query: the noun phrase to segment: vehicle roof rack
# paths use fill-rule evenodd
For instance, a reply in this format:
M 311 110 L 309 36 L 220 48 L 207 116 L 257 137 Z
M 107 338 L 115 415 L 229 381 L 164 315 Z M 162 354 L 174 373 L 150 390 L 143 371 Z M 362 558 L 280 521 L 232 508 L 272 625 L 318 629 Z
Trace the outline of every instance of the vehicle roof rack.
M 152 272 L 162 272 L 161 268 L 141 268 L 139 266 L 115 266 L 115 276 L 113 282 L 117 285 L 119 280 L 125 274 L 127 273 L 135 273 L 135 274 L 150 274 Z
━━━━━━━━━━━━━━━━━━━━
WHAT THE TASK ASKS:
Rescale the records by writing out every line again, requests included, with each coordinate in the answers multiplied by 2.05 and rounded to a whole number, halves going up. Leave the numbers in the requests and in their format samples as they are.

THE RESPONSE:
query: the noun phrase to segment: vehicle roof rack
# paths use fill-rule evenodd
For instance, a reply in this format:
M 311 110 L 309 36 L 220 48 L 207 116 L 257 137 Z
M 107 338 L 115 415 L 229 381 L 164 315 Z M 162 354 L 174 373 L 150 390 L 143 371 Z M 362 558 L 280 521 L 232 508 L 272 625 L 318 629 Z
Trace the outline of every instance of the vehicle roof rack.
M 312 558 L 332 558 L 330 549 L 289 549 L 285 545 L 236 545 L 236 566 L 232 578 L 240 584 L 244 574 L 256 562 L 260 560 L 277 560 L 277 562 L 308 562 Z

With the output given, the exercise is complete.